───── Input material ─────
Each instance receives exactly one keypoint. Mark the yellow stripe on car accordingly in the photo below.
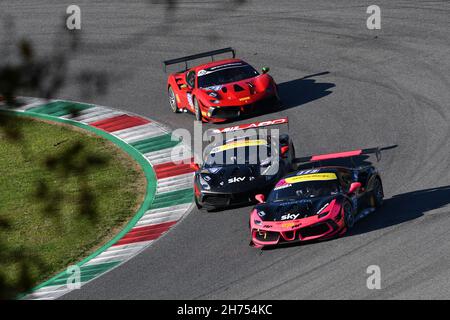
(239, 144)
(311, 177)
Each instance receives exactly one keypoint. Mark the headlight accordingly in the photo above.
(203, 183)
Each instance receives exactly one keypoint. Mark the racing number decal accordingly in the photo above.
(189, 98)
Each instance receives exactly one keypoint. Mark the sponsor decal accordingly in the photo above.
(311, 177)
(285, 185)
(189, 98)
(290, 216)
(307, 171)
(213, 170)
(323, 208)
(252, 125)
(236, 179)
(291, 225)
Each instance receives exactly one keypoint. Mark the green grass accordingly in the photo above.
(40, 198)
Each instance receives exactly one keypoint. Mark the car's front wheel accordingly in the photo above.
(349, 218)
(173, 100)
(199, 206)
(197, 110)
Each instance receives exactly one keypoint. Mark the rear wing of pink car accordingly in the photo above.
(345, 154)
(253, 125)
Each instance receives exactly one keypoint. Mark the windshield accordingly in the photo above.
(222, 155)
(209, 78)
(304, 190)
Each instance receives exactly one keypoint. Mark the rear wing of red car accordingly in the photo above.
(345, 154)
(198, 56)
(246, 126)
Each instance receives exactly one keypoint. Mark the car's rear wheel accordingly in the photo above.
(198, 112)
(173, 100)
(199, 206)
(378, 193)
(349, 218)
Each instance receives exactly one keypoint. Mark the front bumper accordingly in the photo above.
(213, 200)
(223, 113)
(306, 229)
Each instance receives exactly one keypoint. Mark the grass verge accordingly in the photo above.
(63, 193)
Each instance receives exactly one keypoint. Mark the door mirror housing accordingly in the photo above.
(354, 187)
(260, 198)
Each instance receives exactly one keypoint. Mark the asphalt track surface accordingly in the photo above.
(343, 87)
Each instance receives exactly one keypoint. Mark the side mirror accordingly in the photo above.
(354, 187)
(260, 198)
(284, 151)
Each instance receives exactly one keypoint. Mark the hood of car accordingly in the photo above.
(293, 209)
(238, 92)
(232, 178)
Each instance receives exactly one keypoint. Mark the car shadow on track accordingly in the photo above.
(403, 207)
(294, 93)
(297, 92)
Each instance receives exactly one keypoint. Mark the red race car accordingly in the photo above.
(220, 90)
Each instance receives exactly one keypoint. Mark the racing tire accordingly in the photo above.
(349, 218)
(378, 193)
(173, 100)
(197, 110)
(199, 206)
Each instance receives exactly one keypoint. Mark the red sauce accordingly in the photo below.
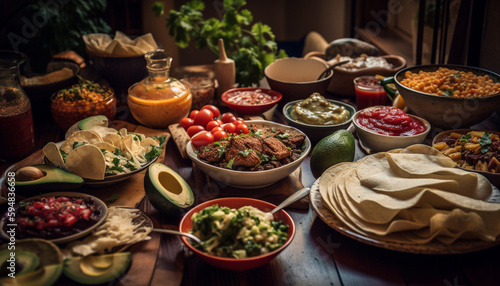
(389, 120)
(250, 97)
(17, 138)
(369, 92)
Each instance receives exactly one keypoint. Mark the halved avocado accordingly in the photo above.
(166, 190)
(53, 179)
(44, 276)
(21, 262)
(96, 120)
(97, 269)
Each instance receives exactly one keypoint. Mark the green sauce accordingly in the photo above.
(317, 110)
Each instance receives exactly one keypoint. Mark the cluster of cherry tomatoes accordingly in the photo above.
(207, 125)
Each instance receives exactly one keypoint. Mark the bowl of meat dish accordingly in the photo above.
(245, 244)
(475, 150)
(449, 96)
(317, 116)
(250, 100)
(267, 154)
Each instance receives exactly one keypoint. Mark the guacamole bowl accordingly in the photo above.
(237, 264)
(317, 132)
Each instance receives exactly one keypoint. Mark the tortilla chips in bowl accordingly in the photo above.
(103, 155)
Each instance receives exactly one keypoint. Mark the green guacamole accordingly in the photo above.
(317, 110)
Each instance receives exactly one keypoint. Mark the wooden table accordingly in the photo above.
(318, 255)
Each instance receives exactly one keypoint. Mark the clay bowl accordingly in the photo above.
(342, 80)
(445, 111)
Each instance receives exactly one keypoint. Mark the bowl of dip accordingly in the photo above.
(250, 100)
(317, 116)
(383, 128)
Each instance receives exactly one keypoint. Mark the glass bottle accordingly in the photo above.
(159, 101)
(16, 119)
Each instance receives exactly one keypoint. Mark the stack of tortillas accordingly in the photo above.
(411, 196)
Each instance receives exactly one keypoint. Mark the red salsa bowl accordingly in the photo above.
(251, 100)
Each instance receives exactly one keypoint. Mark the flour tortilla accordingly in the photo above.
(51, 152)
(87, 162)
(88, 136)
(380, 198)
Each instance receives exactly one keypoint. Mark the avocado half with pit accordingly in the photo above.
(97, 269)
(38, 262)
(166, 190)
(52, 179)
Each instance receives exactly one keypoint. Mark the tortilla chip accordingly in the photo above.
(51, 152)
(78, 137)
(410, 195)
(87, 162)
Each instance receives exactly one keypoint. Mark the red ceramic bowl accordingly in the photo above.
(252, 94)
(232, 263)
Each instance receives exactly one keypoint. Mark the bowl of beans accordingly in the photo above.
(449, 96)
(80, 101)
(251, 100)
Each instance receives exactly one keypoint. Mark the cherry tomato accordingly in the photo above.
(241, 128)
(212, 108)
(202, 139)
(215, 129)
(238, 122)
(212, 124)
(229, 127)
(228, 117)
(203, 117)
(186, 122)
(219, 135)
(193, 113)
(193, 129)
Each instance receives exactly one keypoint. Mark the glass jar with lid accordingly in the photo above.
(159, 101)
(16, 119)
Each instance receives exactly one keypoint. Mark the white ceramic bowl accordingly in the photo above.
(297, 78)
(380, 142)
(250, 179)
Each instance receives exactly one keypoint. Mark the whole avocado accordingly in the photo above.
(333, 149)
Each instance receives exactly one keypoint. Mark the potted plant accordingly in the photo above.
(251, 46)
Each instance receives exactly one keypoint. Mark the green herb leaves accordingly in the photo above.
(252, 47)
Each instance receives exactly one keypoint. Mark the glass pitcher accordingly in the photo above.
(16, 119)
(158, 100)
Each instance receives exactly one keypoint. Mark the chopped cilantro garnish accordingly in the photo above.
(63, 154)
(230, 164)
(464, 138)
(485, 142)
(161, 139)
(245, 152)
(78, 144)
(153, 153)
(118, 152)
(221, 150)
(283, 136)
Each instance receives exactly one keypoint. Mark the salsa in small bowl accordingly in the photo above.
(383, 128)
(251, 100)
─────
• [What is required] Copy out all of the material exactly as written, without its pictures.

• [Final answer]
Each instance receives exactly one keypoint. Mark the yellow stripe on car accordingly in the photo below.
(239, 144)
(311, 177)
Each instance receives exactly one keypoint. Mark the headlight accordingly in the photo above.
(203, 183)
Each instance receives exactly one keypoint. Mark the racing number decal accordingly in the photo above.
(189, 98)
Each instance receives exactly one keypoint. Mark the sponsor decal accordingly in the photo above.
(311, 177)
(285, 185)
(189, 98)
(290, 216)
(307, 171)
(213, 170)
(323, 208)
(252, 125)
(236, 179)
(291, 225)
Each instance receives exactly one keypoint. Mark the green grass accordingly in the photo above.
(40, 198)
Each instance receives exactly one keypoint. Mark the car's front wheel accordingly in the photo above.
(349, 218)
(173, 100)
(199, 206)
(197, 110)
Each instance receives exactly one keypoint. Mark the rear wing of pink car accordingly in the photo above.
(345, 154)
(253, 125)
Each instance receives exactly one keypoint. Mark the windshield accordingly in the photo above.
(222, 155)
(209, 78)
(304, 190)
Each instance receives exactly one keypoint. Mark the rear wing of red car accordingly in the photo above.
(345, 154)
(198, 56)
(246, 126)
Each instance receives exactly one keypoint. Mark the car's rear wheel accordingly in the photo above.
(198, 112)
(173, 100)
(199, 206)
(378, 193)
(349, 218)
Each instance receives exactly one keypoint. Mark the front bumper accordingly in the photo above.
(213, 200)
(223, 113)
(306, 229)
Each instance receives exactly one keypoint. Mark the grass verge accordingly in the photo above.
(63, 193)
Each instance receives exactly one keypoint. Mark the door mirror housing accordingly in the photo above.
(354, 187)
(260, 198)
Each instance receives exactly one keypoint. Mark the asphalt track surface accordingly in the photo above.
(343, 87)
Each instance receives exactly one keypoint. Mark the side mirror accordingly in the photo above.
(354, 187)
(260, 198)
(284, 151)
Each instance receives exactly one keypoint. Mark the hood of car accordingly in the photo above.
(293, 209)
(238, 92)
(232, 178)
Each instance receives exactly one keypoint. Mark the car shadow on track accordingly in the photo above.
(403, 207)
(294, 93)
(297, 92)
Each instance receives exactly one keypoint. Mark the red race car accordingly in the photo above.
(220, 90)
Each instance receives exactly one keypoint. Mark the racing tire accordingly in the photo above.
(349, 218)
(378, 193)
(173, 100)
(197, 110)
(199, 206)
Each instance receives exactly one keypoint. Mark the red sauce accordingly in the photo below.
(389, 120)
(250, 97)
(17, 138)
(369, 92)
Each instance receives exactly one keypoint. Mark the halved avocado accordingly in the photo above.
(166, 190)
(53, 179)
(44, 276)
(21, 262)
(96, 120)
(97, 269)
Each instance receives exactly one keypoint. Mark the green sauce accordingly in the photo above.
(317, 110)
Each instance receives exactly one keypoint. Mark the cluster of cherry tomatoes accordingly in the photo above.
(207, 125)
Each instance receives exactly one keypoint. Mark the bowl of meat dish accordingly in the photo above.
(245, 244)
(475, 150)
(449, 96)
(317, 116)
(250, 100)
(267, 154)
Each instance receives exactly one keypoint. Mark the guacamole bowl accordingly in the photo above.
(237, 264)
(317, 132)
Each instance receives exactly one keypoint. Mark the tortilla chips in bowl accordingly in the photo above.
(103, 155)
Each instance receives exactly one keypoint. Mark the green guacamole accordingly in the photo above.
(317, 110)
Each instance receives exactly one keypoint. Mark the wooden table accordingly in the photo above.
(318, 255)
Each instance receives exactly one keypoint. Mark the clay bowl accordingly in the photo above.
(342, 80)
(445, 111)
Each instance receives exactly one keypoint. Mark the bowl of dip accordingly in the photo above.
(250, 100)
(317, 116)
(383, 128)
Each instance receives exactly one keypoint. Mark the glass bottle accordingly in the photo above.
(159, 101)
(16, 119)
Each instance receives exactly one keypoint. Mark the stack of tortillas accordingly in the photo above.
(411, 196)
Each instance receives exactly one keypoint. Mark the red salsa bowl accordingly in the photo above.
(251, 100)
Each instance receives exactly one keypoint. Mark the flour tortilla accordingly in the photo above.
(51, 152)
(87, 162)
(88, 136)
(380, 198)
Each instance receives exactly one keypoint. Mark the avocado half with pit accordingly in the photo above.
(97, 269)
(38, 262)
(166, 190)
(52, 179)
Each instance receives exactly one keypoint. Mark the tortilla chip accordingly in the photo above.
(51, 152)
(78, 137)
(410, 195)
(87, 162)
Each instance receives exactly one keypoint. Mark the red ceramic bowl accordingly in the photo above.
(252, 94)
(232, 263)
Each instance receives exactly one keypoint. Mark the bowl of beans accordingly in the photo above.
(449, 96)
(80, 101)
(251, 100)
Each instance receives exactly one keypoint. Mark the cherry tomato accordingly in the photo above.
(241, 128)
(212, 108)
(202, 139)
(215, 129)
(238, 122)
(212, 124)
(229, 127)
(228, 117)
(203, 117)
(186, 122)
(219, 135)
(193, 113)
(193, 129)
Each instance receives exactly one keypoint. Mark the glass jar with lid accordingly in the photo above.
(159, 101)
(16, 119)
Each instance receives exactly one keypoint. Mark the white ceramic bowl accordingly in the photo above.
(297, 78)
(380, 142)
(250, 179)
Each instance receives exactly one keypoint. Mark the whole avocado accordingly in the photo above.
(333, 149)
Each instance receives exactly one keypoint. Mark the potted plant accordingly in the photo above.
(251, 46)
Each instance receives exactly one keypoint. Mark the green herb leaves accordingly in the photo above.
(252, 47)
Each instance receives exactly one keypoint. Mark the glass pitcher accordingly in the photo above.
(16, 119)
(158, 100)
Each instance receives exactly one keypoint. Mark the chopped cilantro garnish accordingly in the photo above.
(63, 154)
(230, 164)
(464, 138)
(485, 142)
(161, 139)
(245, 152)
(78, 144)
(153, 153)
(118, 152)
(221, 150)
(283, 136)
Each instance receives exactly one keypoint. Mark the salsa in small bowl accordingly in the photo above.
(383, 128)
(251, 100)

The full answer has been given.